Stored rows:
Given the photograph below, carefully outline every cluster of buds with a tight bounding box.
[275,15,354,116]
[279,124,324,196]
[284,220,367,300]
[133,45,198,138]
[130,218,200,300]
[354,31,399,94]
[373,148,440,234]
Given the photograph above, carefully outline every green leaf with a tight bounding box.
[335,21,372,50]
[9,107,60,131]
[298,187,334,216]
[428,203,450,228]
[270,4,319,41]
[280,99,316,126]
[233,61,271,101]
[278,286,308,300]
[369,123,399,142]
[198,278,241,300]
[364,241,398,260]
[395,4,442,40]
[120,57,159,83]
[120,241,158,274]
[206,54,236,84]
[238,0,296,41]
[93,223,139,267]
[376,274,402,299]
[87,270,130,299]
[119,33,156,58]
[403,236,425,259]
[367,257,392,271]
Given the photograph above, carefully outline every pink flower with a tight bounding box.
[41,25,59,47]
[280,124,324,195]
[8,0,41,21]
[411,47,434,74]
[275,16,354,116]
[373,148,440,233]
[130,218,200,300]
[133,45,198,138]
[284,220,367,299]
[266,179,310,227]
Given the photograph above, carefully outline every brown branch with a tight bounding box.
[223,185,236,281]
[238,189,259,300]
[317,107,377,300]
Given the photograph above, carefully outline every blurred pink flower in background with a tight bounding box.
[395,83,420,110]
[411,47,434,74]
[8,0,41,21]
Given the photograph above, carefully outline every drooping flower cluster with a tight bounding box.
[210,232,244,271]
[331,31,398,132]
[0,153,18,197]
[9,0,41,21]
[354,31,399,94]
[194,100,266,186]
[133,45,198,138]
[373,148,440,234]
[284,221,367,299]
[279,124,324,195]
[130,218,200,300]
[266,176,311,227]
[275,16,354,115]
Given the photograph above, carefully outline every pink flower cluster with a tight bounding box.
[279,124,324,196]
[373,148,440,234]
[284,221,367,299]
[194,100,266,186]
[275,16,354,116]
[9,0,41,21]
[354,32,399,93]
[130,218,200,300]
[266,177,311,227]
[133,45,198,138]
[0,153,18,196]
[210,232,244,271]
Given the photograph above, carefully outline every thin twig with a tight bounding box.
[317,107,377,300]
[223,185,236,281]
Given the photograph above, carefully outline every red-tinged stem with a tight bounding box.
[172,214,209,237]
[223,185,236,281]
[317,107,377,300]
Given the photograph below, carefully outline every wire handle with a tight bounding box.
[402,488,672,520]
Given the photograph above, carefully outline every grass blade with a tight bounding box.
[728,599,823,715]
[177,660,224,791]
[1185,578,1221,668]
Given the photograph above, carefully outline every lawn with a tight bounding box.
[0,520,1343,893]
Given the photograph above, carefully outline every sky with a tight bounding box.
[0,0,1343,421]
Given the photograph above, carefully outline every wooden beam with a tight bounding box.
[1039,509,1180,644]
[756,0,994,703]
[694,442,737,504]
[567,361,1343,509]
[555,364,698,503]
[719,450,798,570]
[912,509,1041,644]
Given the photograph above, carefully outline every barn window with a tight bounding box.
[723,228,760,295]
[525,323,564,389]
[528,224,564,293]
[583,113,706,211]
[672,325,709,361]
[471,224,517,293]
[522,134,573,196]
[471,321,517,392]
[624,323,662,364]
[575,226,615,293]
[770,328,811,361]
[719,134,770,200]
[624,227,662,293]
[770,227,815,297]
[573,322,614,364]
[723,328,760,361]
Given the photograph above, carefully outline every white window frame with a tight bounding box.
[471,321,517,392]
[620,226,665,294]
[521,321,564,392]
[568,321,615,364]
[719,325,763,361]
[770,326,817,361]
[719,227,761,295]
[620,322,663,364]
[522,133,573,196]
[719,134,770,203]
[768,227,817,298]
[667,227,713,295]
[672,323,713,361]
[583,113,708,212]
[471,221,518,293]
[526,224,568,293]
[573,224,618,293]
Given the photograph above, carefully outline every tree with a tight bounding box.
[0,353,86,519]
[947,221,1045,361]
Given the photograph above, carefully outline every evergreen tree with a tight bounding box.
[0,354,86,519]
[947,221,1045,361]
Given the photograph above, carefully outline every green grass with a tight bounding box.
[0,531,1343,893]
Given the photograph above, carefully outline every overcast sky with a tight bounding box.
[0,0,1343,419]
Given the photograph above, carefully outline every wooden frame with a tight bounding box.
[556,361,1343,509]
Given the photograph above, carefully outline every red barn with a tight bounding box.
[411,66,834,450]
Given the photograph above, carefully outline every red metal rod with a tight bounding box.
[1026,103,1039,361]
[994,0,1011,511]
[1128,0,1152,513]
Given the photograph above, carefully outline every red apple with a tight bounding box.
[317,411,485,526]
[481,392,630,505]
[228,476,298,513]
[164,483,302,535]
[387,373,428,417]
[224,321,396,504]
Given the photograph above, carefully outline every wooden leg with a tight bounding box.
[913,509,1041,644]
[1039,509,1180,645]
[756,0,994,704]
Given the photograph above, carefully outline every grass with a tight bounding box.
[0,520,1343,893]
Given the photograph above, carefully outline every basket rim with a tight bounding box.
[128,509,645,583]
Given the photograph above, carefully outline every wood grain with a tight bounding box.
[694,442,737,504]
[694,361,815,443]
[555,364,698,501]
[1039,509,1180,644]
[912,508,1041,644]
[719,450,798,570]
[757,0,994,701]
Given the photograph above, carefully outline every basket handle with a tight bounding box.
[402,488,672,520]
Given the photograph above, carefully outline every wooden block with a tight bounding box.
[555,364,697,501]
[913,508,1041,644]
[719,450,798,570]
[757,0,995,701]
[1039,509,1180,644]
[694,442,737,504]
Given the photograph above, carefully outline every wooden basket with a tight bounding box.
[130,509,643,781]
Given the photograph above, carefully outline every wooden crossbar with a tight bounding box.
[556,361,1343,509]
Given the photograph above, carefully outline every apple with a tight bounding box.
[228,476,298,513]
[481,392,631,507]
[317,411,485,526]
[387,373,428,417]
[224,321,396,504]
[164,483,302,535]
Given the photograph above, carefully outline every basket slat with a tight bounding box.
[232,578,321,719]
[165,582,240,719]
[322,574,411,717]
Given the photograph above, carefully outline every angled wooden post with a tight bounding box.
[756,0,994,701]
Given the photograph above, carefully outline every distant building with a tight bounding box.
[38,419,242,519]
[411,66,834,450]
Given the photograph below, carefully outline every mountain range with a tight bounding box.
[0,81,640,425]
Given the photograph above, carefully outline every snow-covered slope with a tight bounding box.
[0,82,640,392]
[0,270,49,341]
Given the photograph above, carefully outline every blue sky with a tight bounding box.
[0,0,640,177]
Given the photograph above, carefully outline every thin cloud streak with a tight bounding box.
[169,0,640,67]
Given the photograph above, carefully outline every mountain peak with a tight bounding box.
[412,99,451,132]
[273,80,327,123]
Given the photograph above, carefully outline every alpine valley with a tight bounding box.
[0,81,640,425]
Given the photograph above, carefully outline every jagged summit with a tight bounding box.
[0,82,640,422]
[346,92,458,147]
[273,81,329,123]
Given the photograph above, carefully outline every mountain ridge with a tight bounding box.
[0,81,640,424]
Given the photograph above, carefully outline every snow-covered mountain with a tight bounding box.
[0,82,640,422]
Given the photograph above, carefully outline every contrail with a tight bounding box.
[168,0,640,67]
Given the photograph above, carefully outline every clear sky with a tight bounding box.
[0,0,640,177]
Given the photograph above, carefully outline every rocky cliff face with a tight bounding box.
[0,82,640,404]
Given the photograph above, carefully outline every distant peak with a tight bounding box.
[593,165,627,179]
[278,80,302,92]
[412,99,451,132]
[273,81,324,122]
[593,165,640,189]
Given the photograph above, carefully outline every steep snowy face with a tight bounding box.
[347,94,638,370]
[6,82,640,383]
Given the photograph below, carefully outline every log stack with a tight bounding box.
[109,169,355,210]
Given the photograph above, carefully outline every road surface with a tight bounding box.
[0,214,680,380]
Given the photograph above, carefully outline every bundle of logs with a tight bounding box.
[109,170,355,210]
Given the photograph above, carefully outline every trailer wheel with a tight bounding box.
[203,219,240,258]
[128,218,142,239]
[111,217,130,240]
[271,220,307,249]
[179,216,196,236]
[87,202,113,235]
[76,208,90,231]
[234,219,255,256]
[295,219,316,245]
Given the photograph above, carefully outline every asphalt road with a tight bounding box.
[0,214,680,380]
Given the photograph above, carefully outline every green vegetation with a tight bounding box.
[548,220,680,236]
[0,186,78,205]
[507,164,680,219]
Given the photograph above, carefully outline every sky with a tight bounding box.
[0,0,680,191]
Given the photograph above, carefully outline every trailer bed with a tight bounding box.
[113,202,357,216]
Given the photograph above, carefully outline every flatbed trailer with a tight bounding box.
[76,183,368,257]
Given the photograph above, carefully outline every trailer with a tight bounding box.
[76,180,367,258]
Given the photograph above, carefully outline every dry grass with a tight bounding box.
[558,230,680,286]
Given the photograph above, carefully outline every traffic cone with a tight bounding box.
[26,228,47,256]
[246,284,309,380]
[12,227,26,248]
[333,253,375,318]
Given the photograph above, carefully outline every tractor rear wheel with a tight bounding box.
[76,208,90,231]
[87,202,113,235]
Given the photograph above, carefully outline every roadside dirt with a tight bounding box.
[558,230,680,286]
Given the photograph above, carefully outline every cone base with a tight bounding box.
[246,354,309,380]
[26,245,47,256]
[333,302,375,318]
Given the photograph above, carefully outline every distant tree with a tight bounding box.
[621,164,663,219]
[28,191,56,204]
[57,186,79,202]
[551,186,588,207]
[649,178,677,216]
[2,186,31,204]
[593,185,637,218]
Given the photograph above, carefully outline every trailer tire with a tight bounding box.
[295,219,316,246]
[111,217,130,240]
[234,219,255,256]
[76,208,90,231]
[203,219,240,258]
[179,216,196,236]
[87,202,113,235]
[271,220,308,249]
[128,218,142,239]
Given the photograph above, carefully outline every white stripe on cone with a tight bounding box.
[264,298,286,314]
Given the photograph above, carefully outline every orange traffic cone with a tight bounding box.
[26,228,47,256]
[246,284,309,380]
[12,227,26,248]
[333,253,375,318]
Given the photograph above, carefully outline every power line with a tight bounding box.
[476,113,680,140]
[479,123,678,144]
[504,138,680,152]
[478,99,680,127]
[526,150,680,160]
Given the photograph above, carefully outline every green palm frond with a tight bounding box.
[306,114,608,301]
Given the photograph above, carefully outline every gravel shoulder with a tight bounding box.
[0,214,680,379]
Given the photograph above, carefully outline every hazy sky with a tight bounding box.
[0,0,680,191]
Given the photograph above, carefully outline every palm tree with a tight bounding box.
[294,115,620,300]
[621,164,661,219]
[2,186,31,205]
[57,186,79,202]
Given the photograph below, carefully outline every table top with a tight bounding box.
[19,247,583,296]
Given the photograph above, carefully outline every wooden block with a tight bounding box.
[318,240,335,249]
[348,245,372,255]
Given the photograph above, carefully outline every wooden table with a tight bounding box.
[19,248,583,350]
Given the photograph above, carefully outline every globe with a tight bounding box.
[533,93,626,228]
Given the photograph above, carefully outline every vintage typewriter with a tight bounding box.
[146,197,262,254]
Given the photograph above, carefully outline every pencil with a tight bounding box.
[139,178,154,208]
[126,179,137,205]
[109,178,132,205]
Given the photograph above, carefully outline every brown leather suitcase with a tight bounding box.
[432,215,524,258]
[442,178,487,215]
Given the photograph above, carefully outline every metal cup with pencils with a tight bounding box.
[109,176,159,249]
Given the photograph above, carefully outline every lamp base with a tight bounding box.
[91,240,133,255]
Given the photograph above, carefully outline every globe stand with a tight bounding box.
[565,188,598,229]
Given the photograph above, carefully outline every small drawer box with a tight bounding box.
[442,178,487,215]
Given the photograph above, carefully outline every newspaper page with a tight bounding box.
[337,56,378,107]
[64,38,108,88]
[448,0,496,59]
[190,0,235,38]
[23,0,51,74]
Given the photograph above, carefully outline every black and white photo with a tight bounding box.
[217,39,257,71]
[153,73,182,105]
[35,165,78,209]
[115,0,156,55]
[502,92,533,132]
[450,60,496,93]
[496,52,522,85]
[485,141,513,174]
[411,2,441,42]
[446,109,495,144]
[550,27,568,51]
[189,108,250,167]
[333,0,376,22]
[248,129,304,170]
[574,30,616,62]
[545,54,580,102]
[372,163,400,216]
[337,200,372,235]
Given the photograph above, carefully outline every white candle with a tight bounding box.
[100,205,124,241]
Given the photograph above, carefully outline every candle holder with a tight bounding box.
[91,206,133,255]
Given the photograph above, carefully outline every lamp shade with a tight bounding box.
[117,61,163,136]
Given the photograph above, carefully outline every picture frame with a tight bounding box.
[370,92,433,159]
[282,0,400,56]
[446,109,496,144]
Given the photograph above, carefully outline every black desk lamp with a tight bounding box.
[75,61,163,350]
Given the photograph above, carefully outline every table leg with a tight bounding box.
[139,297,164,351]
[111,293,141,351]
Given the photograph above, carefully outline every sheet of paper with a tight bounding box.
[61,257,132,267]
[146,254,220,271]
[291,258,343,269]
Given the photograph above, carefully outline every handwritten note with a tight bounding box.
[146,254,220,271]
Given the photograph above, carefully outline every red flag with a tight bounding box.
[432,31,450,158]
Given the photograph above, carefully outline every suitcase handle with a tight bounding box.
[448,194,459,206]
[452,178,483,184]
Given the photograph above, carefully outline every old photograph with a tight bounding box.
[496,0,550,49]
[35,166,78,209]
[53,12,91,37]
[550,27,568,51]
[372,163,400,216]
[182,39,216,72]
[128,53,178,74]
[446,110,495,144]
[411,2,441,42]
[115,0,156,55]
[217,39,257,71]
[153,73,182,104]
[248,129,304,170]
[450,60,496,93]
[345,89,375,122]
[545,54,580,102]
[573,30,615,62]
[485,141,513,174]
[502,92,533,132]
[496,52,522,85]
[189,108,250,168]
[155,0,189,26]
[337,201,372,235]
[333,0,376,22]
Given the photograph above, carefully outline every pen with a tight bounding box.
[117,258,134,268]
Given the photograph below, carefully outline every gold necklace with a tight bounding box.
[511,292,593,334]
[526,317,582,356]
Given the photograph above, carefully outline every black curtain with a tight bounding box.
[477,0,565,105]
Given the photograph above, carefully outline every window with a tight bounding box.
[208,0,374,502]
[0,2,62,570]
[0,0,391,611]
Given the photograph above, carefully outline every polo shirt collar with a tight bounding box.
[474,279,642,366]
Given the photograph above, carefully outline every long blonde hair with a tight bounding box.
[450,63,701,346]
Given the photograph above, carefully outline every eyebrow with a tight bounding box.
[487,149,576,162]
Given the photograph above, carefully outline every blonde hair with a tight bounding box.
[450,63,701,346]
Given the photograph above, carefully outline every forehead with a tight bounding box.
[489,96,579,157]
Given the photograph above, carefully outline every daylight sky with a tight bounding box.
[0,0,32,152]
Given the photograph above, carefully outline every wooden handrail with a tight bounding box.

Brief: Present the lines of the records as a Markdown table with columns named No. and Text. Start with the line that contains "Given the photograph above, carefully outline every lamp shade", continue through the line that contains "[111,293,141,351]" (both included), and leave out any blank lines.

Response to this exercise:
| No. | Text |
|---|---|
| 1 | Given the photograph above, carefully outline every lamp shade with a tight bounding box. |
| 2 | [117,61,163,136] |
| 3 | Given the photograph above, carefully outline every picture frame with a tight bounding box. |
| 4 | [370,92,433,159] |
| 5 | [282,0,400,56] |
| 6 | [446,109,496,144] |
| 7 | Given the photograph above, carefully outline every black desk lamp with a tight bounding box. |
| 8 | [75,61,163,350] |
| 9 | Given the photograph above, carefully outline every table leg with a tight bounding box. |
| 10 | [139,297,164,351] |
| 11 | [111,293,141,351] |